Start of Source

🛰️ Disaster Tweets NLP – Model Benchmarking

End-to-end NLP text classification on Kaggle “Disaster Tweets” — baseline ML + multiple deep learning architectures + transfer learning (USE) in a single reproducible notebook

Screenshot

Overview

Disaster Tweets NLP – Model Benchmarking is a portfolio-style NLP project built from a learning notebook and upgraded into a clean, reproducible mini-project.

The goal is to classify tweets into:

Real disaster (target = 1)
Not a disaster (target = 0)

This repository is intentionally structured like a mini case study:

Start with a strong classical ML baseline (fast and competitive)
Add multiple neural architectures (Dense, RNNs, CNN)
Add transfer learning using Universal Sentence Encoder (USE) from TensorFlow Hub
Compare everything using the same evaluation metrics

Problem Statement

Tweets are short, noisy, and often ambiguous.

Examples:

“Forest fire near La Ronge Sask. Canada” → likely a real disaster
“This exam destroyed me 😭” → contains “disaster-like” words but not a real disaster

The challenge is to build models that learn context rather than reacting to keywords alone.

Dataset

This project uses Kaggle’s dataset:

Competition: Natural Language Processing with Disaster Tweets
Link: https://www.kaggle.com/competitions/nlp-getting-started
Data page: https://www.kaggle.com/competitions/nlp-getting-started/data

Typical columns:

id: unique tweet id
keyword: (optional) keyword for the tweet
location: (optional) user location
text: tweet text (main input)
target: label (only in train.csv) where 1 = disaster, 0 = not disaster

Important repo note:

For licensing and cleanliness, you typically should NOT commit the raw Kaggle dataset into GitHub.
Instead, place it locally (see Dataset Setup).

Project Highlights

End-to-end workflow in one notebook: data → split → vectorization → multiple models → evaluation → comparison
Fair comparison:
- consistent train/validation split
- consistent evaluation metrics
Covers both classic NLP and modern embedding-based workflows
Includes reusable helper utilities (TensorBoard callback + plotting + metrics)

Approach

Data Pipeline

Load dataset from CSV files
Inspect class balance and sample texts
Split into training and validation sets
Prepare text for deep learning models using:
- TextVectorization layer (strings → integer token sequences)
- Embedding layer (token IDs → dense vectors)

End of Source

• Work to complete
- A) In the Disaster Tweets project description, restate the block that begins "This repository is intentionally structured like a mini case study" as one brief sentence, keeping its four steps.
- B) Summarize the Disaster Tweets project description in two sentences.
- C) Extend the Disaster Tweets project description, picking up after its final line about the Embedding layer.

Start of Supplied information

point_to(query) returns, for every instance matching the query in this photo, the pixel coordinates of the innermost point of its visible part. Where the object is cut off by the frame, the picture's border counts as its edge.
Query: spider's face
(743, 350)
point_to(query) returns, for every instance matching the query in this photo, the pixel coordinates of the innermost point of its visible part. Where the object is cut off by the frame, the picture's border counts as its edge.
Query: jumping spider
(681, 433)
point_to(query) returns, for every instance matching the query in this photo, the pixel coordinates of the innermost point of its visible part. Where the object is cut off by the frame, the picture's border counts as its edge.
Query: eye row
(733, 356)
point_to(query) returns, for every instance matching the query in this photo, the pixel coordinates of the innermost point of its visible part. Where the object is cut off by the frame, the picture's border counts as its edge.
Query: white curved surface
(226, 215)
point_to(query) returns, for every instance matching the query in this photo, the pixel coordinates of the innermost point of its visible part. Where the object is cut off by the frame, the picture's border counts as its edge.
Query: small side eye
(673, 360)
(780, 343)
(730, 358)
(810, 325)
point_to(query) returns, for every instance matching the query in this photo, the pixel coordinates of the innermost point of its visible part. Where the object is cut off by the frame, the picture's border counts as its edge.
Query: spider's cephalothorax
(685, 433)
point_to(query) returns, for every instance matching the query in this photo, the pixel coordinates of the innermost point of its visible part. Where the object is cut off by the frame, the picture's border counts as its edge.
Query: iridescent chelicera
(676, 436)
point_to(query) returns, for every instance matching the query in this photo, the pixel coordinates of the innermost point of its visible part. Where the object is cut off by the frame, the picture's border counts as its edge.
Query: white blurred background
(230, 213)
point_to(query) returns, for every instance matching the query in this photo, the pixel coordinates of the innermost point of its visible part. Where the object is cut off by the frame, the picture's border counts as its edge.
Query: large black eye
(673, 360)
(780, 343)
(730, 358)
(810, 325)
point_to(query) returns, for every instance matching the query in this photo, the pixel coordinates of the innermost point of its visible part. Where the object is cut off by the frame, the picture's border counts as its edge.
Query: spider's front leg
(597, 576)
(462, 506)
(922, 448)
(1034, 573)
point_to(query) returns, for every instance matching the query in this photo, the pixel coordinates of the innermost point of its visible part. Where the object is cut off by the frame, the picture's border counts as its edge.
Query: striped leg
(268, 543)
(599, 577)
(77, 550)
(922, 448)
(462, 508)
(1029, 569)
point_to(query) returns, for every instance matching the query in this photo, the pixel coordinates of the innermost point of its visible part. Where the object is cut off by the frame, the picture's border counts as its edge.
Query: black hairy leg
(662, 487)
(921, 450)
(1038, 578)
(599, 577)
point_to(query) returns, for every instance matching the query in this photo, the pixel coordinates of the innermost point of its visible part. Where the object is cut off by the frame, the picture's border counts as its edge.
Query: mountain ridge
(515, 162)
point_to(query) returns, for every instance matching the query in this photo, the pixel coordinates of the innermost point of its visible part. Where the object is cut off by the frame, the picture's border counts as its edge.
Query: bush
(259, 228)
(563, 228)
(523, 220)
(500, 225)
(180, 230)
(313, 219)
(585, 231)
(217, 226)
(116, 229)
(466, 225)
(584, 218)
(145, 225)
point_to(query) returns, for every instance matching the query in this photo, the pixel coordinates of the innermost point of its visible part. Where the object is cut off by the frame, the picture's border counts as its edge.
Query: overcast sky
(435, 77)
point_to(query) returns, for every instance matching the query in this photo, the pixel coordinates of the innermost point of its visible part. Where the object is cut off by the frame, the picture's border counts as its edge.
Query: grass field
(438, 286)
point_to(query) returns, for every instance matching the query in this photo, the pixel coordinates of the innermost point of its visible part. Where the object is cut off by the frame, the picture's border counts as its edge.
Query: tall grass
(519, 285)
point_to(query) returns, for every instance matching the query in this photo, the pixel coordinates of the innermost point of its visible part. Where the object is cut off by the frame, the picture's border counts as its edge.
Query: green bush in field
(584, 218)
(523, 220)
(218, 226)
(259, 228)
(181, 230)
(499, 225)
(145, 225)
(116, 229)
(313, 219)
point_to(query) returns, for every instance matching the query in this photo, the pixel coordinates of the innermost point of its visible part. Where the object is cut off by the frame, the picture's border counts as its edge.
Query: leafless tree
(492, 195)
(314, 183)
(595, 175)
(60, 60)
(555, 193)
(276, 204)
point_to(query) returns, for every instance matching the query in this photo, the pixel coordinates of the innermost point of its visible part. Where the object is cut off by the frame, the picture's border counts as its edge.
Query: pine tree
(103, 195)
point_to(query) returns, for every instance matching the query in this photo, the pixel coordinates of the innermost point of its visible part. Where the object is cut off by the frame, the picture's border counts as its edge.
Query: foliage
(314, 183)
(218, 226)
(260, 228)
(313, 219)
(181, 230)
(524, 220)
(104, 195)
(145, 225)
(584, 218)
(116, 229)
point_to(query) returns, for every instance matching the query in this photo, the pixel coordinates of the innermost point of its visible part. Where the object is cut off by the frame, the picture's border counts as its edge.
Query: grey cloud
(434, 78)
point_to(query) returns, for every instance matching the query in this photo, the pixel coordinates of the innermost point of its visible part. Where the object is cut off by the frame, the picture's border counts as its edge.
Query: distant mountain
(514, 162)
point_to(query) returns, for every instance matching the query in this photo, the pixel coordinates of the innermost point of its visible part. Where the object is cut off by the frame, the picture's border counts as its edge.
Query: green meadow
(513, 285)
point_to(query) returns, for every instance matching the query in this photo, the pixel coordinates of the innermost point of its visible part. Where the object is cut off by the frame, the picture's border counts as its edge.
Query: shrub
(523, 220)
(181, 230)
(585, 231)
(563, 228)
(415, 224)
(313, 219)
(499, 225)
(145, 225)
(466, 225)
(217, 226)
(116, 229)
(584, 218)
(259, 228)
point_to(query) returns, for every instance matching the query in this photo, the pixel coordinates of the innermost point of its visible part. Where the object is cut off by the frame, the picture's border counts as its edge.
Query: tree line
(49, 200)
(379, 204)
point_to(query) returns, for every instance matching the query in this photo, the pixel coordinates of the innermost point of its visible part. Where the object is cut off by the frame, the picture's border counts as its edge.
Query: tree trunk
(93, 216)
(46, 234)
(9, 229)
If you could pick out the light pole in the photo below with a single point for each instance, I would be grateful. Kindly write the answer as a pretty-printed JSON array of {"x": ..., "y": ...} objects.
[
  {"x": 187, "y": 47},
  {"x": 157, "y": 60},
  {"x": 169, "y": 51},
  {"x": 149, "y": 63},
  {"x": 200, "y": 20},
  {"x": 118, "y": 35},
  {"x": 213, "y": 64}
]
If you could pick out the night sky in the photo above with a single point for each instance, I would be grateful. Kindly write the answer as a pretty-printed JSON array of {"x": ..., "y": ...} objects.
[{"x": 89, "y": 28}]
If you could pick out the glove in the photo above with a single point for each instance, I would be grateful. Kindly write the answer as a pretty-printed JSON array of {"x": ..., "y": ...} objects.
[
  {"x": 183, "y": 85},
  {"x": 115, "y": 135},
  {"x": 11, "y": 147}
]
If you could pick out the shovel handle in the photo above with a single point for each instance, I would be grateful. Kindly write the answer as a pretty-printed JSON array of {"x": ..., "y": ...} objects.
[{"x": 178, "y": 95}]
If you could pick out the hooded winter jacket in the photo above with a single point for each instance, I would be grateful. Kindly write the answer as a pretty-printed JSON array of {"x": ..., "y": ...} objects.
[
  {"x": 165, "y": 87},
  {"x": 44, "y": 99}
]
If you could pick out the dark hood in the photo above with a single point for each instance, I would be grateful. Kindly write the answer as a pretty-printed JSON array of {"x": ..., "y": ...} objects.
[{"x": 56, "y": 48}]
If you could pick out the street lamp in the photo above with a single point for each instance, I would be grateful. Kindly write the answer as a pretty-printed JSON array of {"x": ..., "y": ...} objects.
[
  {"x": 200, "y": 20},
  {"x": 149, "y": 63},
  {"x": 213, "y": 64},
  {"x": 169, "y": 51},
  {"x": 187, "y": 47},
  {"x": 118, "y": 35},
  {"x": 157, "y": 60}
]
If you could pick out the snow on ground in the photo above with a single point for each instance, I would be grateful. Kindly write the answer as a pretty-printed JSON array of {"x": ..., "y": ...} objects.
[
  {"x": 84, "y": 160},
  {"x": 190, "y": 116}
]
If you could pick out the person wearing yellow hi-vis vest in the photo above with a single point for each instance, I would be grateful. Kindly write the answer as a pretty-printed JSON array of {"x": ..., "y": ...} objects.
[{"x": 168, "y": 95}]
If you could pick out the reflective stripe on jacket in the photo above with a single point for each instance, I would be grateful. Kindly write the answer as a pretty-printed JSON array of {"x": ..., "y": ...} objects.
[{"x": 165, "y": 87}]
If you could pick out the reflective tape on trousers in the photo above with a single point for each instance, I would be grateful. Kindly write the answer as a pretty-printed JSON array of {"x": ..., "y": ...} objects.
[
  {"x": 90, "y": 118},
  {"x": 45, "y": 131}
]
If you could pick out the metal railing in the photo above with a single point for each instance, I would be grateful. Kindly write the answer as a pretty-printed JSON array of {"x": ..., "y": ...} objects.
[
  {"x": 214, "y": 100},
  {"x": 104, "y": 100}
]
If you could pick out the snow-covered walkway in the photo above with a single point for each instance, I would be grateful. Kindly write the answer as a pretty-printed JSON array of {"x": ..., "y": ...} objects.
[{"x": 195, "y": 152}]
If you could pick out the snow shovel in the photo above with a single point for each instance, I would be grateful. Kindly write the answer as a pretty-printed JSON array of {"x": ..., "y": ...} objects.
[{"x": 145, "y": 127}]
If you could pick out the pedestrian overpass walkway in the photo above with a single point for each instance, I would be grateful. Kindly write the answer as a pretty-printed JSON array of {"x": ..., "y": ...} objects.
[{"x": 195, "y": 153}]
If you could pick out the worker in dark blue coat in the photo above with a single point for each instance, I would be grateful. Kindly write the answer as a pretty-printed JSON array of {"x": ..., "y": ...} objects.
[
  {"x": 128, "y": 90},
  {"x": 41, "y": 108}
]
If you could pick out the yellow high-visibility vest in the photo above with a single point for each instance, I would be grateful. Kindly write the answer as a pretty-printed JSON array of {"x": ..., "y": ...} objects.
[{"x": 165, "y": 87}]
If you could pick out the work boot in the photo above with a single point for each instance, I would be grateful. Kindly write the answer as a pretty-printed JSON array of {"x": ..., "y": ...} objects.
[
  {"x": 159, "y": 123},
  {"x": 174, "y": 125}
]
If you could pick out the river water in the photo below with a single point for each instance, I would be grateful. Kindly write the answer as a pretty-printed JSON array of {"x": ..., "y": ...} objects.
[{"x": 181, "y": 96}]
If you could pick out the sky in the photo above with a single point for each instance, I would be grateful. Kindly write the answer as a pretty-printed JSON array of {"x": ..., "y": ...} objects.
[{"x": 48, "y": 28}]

End of Supplied information

• The responses
- A) The repository works like a mini case study: it starts with a fast, competitive classical ML baseline, then adds Dense, RNN and CNN neural architectures and transfer learning with TensorFlow Hub's Universal Sentence Encoder, and it compares all of them on the same evaluation metrics.

- B) The project classifies tweets from Kaggle's Disaster Tweets competition as real disasters (target = 1) or not (target = 0), which is difficult because tweets are short, noisy and often ambiguous. In a single reproducible notebook, it benchmarks a classical ML baseline, several neural architectures and transfer learning with the Universal Sentence Encoder, using a consistent train/validation split and consistent evaluation metrics.

- C)
Modeling Strategy

This notebook progresses from simplest to strongest:

A strong baseline model first
Then neural models trained from scratch
Then transfer learning (USE) as the high-performance benchmark
Finally a “10% data” experiment to show label-efficiency of transfer learning

Evaluation Metrics

For each model we compute:

Accuracy
Precision
Recall
F1 score

Why F1 matters:

Tweets can be ambiguous and noisy
Precision/recall tradeoffs matter in “disaster detection” scenarios
F1 gives a balanced view of classification quality

Models Implemented

Classical Baseline

Baseline pipeline:

TF-IDF Vectorizer
Multinomial Naive Bayes classifier

Why this baseline is important:

Fast to train
Surprisingly strong for short-text classification
Sets a minimum bar that neural models must beat

Deep Learning Models

All neural models follow the pattern:

Input: raw tweet strings
TextVectorization: strings → sequences of token IDs
Embedding: token IDs → trainable dense vectors
Architecture-specific layers
Output: sigmoid probability for binary classification

Neural models included:

simple_dense
lstm
gru
bidirectional
conv1d

Why benchmark multiple architectures?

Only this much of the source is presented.